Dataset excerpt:
+++

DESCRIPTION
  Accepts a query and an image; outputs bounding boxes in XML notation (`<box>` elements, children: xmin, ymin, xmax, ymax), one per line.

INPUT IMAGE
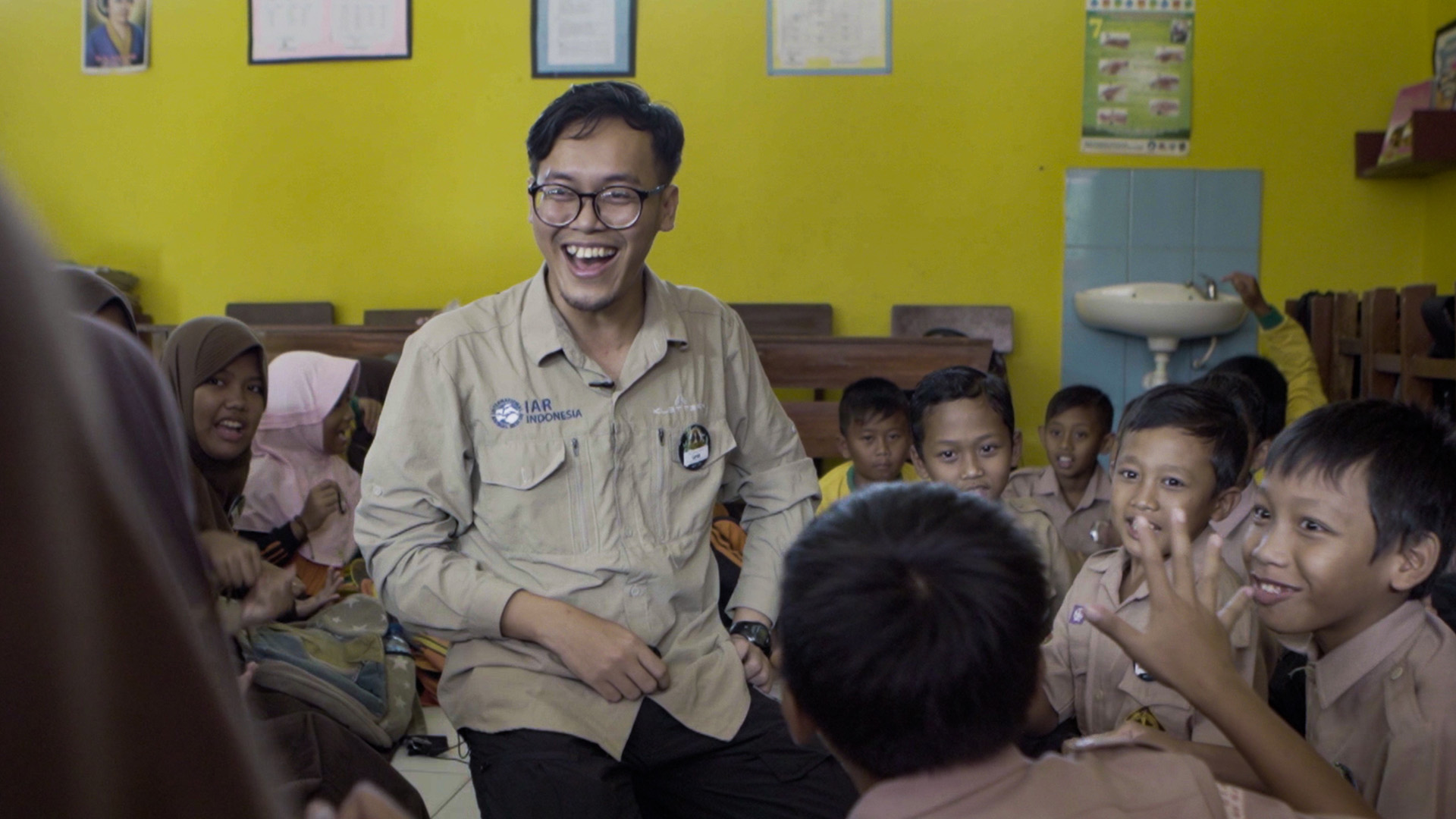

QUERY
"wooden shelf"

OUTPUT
<box><xmin>1356</xmin><ymin>111</ymin><xmax>1456</xmax><ymax>179</ymax></box>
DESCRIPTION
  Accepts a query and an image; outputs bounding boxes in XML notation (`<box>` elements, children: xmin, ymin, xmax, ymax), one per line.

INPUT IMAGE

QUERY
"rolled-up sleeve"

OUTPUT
<box><xmin>354</xmin><ymin>338</ymin><xmax>519</xmax><ymax>639</ymax></box>
<box><xmin>723</xmin><ymin>310</ymin><xmax>820</xmax><ymax>620</ymax></box>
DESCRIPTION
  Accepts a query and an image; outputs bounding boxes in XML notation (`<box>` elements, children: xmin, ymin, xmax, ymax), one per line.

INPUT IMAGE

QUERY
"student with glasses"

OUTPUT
<box><xmin>355</xmin><ymin>82</ymin><xmax>855</xmax><ymax>819</ymax></box>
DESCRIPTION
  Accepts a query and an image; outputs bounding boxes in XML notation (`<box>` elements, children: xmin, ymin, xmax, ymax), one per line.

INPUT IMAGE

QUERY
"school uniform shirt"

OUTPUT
<box><xmin>1304</xmin><ymin>601</ymin><xmax>1456</xmax><ymax>819</ymax></box>
<box><xmin>814</xmin><ymin>460</ymin><xmax>920</xmax><ymax>514</ymax></box>
<box><xmin>849</xmin><ymin>745</ymin><xmax>1345</xmax><ymax>819</ymax></box>
<box><xmin>1209</xmin><ymin>481</ymin><xmax>1257</xmax><ymax>583</ymax></box>
<box><xmin>1006</xmin><ymin>463</ymin><xmax>1112</xmax><ymax>558</ymax></box>
<box><xmin>1002</xmin><ymin>495</ymin><xmax>1072</xmax><ymax>610</ymax></box>
<box><xmin>346</xmin><ymin>267</ymin><xmax>818</xmax><ymax>758</ymax></box>
<box><xmin>1041</xmin><ymin>532</ymin><xmax>1268</xmax><ymax>746</ymax></box>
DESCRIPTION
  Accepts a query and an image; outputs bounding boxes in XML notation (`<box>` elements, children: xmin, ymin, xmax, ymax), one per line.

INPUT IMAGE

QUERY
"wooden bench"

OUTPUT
<box><xmin>753</xmin><ymin>337</ymin><xmax>992</xmax><ymax>457</ymax></box>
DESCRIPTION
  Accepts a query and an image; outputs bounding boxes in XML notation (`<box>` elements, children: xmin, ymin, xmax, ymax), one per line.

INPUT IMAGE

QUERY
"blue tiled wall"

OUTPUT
<box><xmin>1062</xmin><ymin>169</ymin><xmax>1264</xmax><ymax>419</ymax></box>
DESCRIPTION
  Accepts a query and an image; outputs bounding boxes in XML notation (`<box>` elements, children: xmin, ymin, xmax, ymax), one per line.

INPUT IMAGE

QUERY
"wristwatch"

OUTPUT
<box><xmin>728</xmin><ymin>620</ymin><xmax>774</xmax><ymax>656</ymax></box>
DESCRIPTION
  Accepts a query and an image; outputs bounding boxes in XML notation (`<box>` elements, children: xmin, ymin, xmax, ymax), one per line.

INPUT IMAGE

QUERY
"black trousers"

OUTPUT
<box><xmin>460</xmin><ymin>691</ymin><xmax>858</xmax><ymax>819</ymax></box>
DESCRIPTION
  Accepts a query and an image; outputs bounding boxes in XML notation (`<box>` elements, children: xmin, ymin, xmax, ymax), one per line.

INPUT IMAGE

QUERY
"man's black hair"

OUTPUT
<box><xmin>526</xmin><ymin>80</ymin><xmax>684</xmax><ymax>182</ymax></box>
<box><xmin>1046</xmin><ymin>383</ymin><xmax>1112</xmax><ymax>435</ymax></box>
<box><xmin>839</xmin><ymin>376</ymin><xmax>910</xmax><ymax>436</ymax></box>
<box><xmin>1209</xmin><ymin>356</ymin><xmax>1288</xmax><ymax>443</ymax></box>
<box><xmin>1268</xmin><ymin>400</ymin><xmax>1456</xmax><ymax>599</ymax></box>
<box><xmin>777</xmin><ymin>482</ymin><xmax>1046</xmax><ymax>778</ymax></box>
<box><xmin>1192</xmin><ymin>370</ymin><xmax>1279</xmax><ymax>446</ymax></box>
<box><xmin>1117</xmin><ymin>383</ymin><xmax>1249</xmax><ymax>493</ymax></box>
<box><xmin>910</xmin><ymin>367</ymin><xmax>1016</xmax><ymax>452</ymax></box>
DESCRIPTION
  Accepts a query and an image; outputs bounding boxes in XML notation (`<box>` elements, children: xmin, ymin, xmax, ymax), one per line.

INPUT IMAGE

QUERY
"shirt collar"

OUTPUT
<box><xmin>1309</xmin><ymin>601</ymin><xmax>1426</xmax><ymax>708</ymax></box>
<box><xmin>521</xmin><ymin>264</ymin><xmax>687</xmax><ymax>364</ymax></box>
<box><xmin>849</xmin><ymin>748</ymin><xmax>1032</xmax><ymax>819</ymax></box>
<box><xmin>1209</xmin><ymin>481</ymin><xmax>1254</xmax><ymax>539</ymax></box>
<box><xmin>1031</xmin><ymin>463</ymin><xmax>1112</xmax><ymax>512</ymax></box>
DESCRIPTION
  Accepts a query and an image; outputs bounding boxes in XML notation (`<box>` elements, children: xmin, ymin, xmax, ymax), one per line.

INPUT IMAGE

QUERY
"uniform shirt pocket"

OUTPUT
<box><xmin>475</xmin><ymin>440</ymin><xmax>585</xmax><ymax>554</ymax></box>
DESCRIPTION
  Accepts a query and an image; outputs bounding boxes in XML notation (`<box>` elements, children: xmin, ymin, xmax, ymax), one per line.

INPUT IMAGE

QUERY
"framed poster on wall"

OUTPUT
<box><xmin>532</xmin><ymin>0</ymin><xmax>636</xmax><ymax>79</ymax></box>
<box><xmin>82</xmin><ymin>0</ymin><xmax>152</xmax><ymax>74</ymax></box>
<box><xmin>247</xmin><ymin>0</ymin><xmax>412</xmax><ymax>63</ymax></box>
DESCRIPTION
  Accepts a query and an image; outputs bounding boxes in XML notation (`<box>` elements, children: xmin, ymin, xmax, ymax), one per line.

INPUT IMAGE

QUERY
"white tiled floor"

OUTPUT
<box><xmin>393</xmin><ymin>707</ymin><xmax>481</xmax><ymax>819</ymax></box>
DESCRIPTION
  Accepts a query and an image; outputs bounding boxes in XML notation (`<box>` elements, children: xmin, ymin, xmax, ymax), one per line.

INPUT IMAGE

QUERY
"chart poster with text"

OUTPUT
<box><xmin>1082</xmin><ymin>0</ymin><xmax>1194</xmax><ymax>156</ymax></box>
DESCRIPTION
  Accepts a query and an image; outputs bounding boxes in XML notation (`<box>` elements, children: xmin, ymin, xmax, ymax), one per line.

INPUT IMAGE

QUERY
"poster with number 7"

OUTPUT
<box><xmin>247</xmin><ymin>0</ymin><xmax>410</xmax><ymax>63</ymax></box>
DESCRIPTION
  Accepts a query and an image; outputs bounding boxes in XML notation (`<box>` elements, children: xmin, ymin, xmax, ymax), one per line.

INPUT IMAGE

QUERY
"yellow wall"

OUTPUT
<box><xmin>0</xmin><ymin>0</ymin><xmax>1448</xmax><ymax>440</ymax></box>
<box><xmin>1421</xmin><ymin>0</ymin><xmax>1456</xmax><ymax>287</ymax></box>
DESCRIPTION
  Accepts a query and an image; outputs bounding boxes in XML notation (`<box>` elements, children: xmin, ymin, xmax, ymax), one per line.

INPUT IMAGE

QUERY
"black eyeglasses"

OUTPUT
<box><xmin>526</xmin><ymin>182</ymin><xmax>670</xmax><ymax>231</ymax></box>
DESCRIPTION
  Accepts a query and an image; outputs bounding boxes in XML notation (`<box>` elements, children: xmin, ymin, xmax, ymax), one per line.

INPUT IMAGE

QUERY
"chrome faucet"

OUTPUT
<box><xmin>1184</xmin><ymin>275</ymin><xmax>1219</xmax><ymax>302</ymax></box>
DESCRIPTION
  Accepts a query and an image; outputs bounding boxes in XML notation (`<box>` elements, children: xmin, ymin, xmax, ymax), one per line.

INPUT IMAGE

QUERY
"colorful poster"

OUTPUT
<box><xmin>82</xmin><ymin>0</ymin><xmax>152</xmax><ymax>74</ymax></box>
<box><xmin>1082</xmin><ymin>0</ymin><xmax>1194</xmax><ymax>156</ymax></box>
<box><xmin>769</xmin><ymin>0</ymin><xmax>891</xmax><ymax>74</ymax></box>
<box><xmin>247</xmin><ymin>0</ymin><xmax>410</xmax><ymax>63</ymax></box>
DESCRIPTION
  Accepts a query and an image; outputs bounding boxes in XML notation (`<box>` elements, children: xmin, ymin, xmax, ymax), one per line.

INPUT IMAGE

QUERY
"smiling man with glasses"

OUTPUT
<box><xmin>355</xmin><ymin>82</ymin><xmax>855</xmax><ymax>819</ymax></box>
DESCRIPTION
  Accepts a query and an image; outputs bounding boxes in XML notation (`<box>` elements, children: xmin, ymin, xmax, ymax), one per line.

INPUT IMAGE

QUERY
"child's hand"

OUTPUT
<box><xmin>299</xmin><ymin>481</ymin><xmax>344</xmax><ymax>532</ymax></box>
<box><xmin>297</xmin><ymin>568</ymin><xmax>344</xmax><ymax>620</ymax></box>
<box><xmin>196</xmin><ymin>529</ymin><xmax>264</xmax><ymax>588</ymax></box>
<box><xmin>242</xmin><ymin>563</ymin><xmax>299</xmax><ymax>628</ymax></box>
<box><xmin>1223</xmin><ymin>271</ymin><xmax>1274</xmax><ymax>318</ymax></box>
<box><xmin>1086</xmin><ymin>509</ymin><xmax>1250</xmax><ymax>705</ymax></box>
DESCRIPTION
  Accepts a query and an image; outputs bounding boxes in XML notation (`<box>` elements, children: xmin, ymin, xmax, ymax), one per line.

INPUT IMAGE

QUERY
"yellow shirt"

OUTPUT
<box><xmin>814</xmin><ymin>460</ymin><xmax>920</xmax><ymax>514</ymax></box>
<box><xmin>355</xmin><ymin>268</ymin><xmax>818</xmax><ymax>758</ymax></box>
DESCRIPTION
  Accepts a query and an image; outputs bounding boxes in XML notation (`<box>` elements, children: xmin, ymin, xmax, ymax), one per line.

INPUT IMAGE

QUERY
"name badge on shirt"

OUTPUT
<box><xmin>677</xmin><ymin>424</ymin><xmax>712</xmax><ymax>469</ymax></box>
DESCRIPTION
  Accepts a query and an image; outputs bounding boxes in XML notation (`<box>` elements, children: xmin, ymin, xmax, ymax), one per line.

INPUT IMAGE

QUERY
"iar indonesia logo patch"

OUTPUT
<box><xmin>491</xmin><ymin>398</ymin><xmax>581</xmax><ymax>430</ymax></box>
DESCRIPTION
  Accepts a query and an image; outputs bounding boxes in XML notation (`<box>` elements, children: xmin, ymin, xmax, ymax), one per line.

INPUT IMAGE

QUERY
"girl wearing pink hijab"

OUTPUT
<box><xmin>237</xmin><ymin>351</ymin><xmax>359</xmax><ymax>595</ymax></box>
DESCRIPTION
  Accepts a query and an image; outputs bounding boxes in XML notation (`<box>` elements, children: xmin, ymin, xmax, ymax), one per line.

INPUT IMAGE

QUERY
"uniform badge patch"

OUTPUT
<box><xmin>491</xmin><ymin>398</ymin><xmax>521</xmax><ymax>430</ymax></box>
<box><xmin>1122</xmin><ymin>705</ymin><xmax>1166</xmax><ymax>730</ymax></box>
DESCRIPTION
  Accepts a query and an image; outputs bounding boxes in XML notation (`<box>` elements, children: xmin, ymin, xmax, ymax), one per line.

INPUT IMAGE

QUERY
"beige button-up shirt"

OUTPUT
<box><xmin>346</xmin><ymin>268</ymin><xmax>818</xmax><ymax>758</ymax></box>
<box><xmin>849</xmin><ymin>745</ymin><xmax>1345</xmax><ymax>819</ymax></box>
<box><xmin>1304</xmin><ymin>601</ymin><xmax>1456</xmax><ymax>819</ymax></box>
<box><xmin>1006</xmin><ymin>465</ymin><xmax>1112</xmax><ymax>558</ymax></box>
<box><xmin>1041</xmin><ymin>532</ymin><xmax>1268</xmax><ymax>745</ymax></box>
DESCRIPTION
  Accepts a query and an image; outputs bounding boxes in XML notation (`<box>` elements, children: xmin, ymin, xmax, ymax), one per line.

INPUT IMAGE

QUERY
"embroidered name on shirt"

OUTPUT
<box><xmin>491</xmin><ymin>398</ymin><xmax>581</xmax><ymax>430</ymax></box>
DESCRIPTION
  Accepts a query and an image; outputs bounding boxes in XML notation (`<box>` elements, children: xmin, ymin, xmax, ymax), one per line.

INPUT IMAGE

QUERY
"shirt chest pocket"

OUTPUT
<box><xmin>475</xmin><ymin>440</ymin><xmax>592</xmax><ymax>554</ymax></box>
<box><xmin>645</xmin><ymin>421</ymin><xmax>738</xmax><ymax>545</ymax></box>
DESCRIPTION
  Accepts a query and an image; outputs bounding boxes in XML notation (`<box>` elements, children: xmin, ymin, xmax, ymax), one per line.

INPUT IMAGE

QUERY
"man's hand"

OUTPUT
<box><xmin>1086</xmin><ymin>509</ymin><xmax>1250</xmax><ymax>698</ymax></box>
<box><xmin>355</xmin><ymin>398</ymin><xmax>384</xmax><ymax>435</ymax></box>
<box><xmin>296</xmin><ymin>568</ymin><xmax>344</xmax><ymax>620</ymax></box>
<box><xmin>196</xmin><ymin>529</ymin><xmax>264</xmax><ymax>588</ymax></box>
<box><xmin>1223</xmin><ymin>271</ymin><xmax>1274</xmax><ymax>318</ymax></box>
<box><xmin>500</xmin><ymin>592</ymin><xmax>671</xmax><ymax>702</ymax></box>
<box><xmin>303</xmin><ymin>781</ymin><xmax>410</xmax><ymax>819</ymax></box>
<box><xmin>299</xmin><ymin>481</ymin><xmax>339</xmax><ymax>532</ymax></box>
<box><xmin>730</xmin><ymin>634</ymin><xmax>779</xmax><ymax>694</ymax></box>
<box><xmin>242</xmin><ymin>563</ymin><xmax>301</xmax><ymax>628</ymax></box>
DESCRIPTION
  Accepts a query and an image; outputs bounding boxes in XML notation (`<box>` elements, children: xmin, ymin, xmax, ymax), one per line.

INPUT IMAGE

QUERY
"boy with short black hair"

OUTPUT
<box><xmin>818</xmin><ymin>376</ymin><xmax>916</xmax><ymax>513</ymax></box>
<box><xmin>910</xmin><ymin>367</ymin><xmax>1072</xmax><ymax>610</ymax></box>
<box><xmin>777</xmin><ymin>484</ymin><xmax>1373</xmax><ymax>819</ymax></box>
<box><xmin>1194</xmin><ymin>364</ymin><xmax>1284</xmax><ymax>583</ymax></box>
<box><xmin>1028</xmin><ymin>384</ymin><xmax>1265</xmax><ymax>745</ymax></box>
<box><xmin>1006</xmin><ymin>384</ymin><xmax>1117</xmax><ymax>554</ymax></box>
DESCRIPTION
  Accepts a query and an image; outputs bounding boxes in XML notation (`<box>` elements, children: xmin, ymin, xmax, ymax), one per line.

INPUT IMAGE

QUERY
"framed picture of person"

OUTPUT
<box><xmin>82</xmin><ymin>0</ymin><xmax>152</xmax><ymax>74</ymax></box>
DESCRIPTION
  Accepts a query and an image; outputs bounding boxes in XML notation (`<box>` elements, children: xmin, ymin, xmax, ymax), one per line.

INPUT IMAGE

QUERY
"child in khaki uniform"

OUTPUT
<box><xmin>1006</xmin><ymin>386</ymin><xmax>1117</xmax><ymax>567</ymax></box>
<box><xmin>1094</xmin><ymin>400</ymin><xmax>1456</xmax><ymax>819</ymax></box>
<box><xmin>1028</xmin><ymin>384</ymin><xmax>1265</xmax><ymax>745</ymax></box>
<box><xmin>910</xmin><ymin>367</ymin><xmax>1072</xmax><ymax>610</ymax></box>
<box><xmin>777</xmin><ymin>484</ymin><xmax>1374</xmax><ymax>819</ymax></box>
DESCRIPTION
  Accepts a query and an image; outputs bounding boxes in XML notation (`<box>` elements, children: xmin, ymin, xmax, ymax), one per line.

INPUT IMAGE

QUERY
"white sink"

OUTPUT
<box><xmin>1076</xmin><ymin>281</ymin><xmax>1247</xmax><ymax>386</ymax></box>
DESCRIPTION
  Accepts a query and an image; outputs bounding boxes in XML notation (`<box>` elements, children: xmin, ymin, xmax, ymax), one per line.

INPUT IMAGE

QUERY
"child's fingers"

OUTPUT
<box><xmin>1169</xmin><ymin>509</ymin><xmax>1197</xmax><ymax>601</ymax></box>
<box><xmin>1197</xmin><ymin>535</ymin><xmax>1223</xmax><ymax>612</ymax></box>
<box><xmin>1219</xmin><ymin>586</ymin><xmax>1254</xmax><ymax>631</ymax></box>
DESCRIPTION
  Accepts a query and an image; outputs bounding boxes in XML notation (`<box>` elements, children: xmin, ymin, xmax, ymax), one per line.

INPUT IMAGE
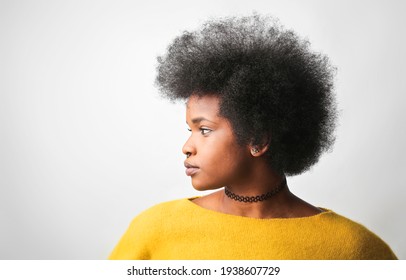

+++

# Your objective:
Pull out every line of the records that contains the string "shirt", matching case exactly.

# Response to the task:
"school uniform shirt"
"shirt collar"
"uniform shirt pocket"
"yellow shirt"
"name badge on shirt"
"beige button-up shirt"
"embroidered name on shirt"
"shirt chest pocket"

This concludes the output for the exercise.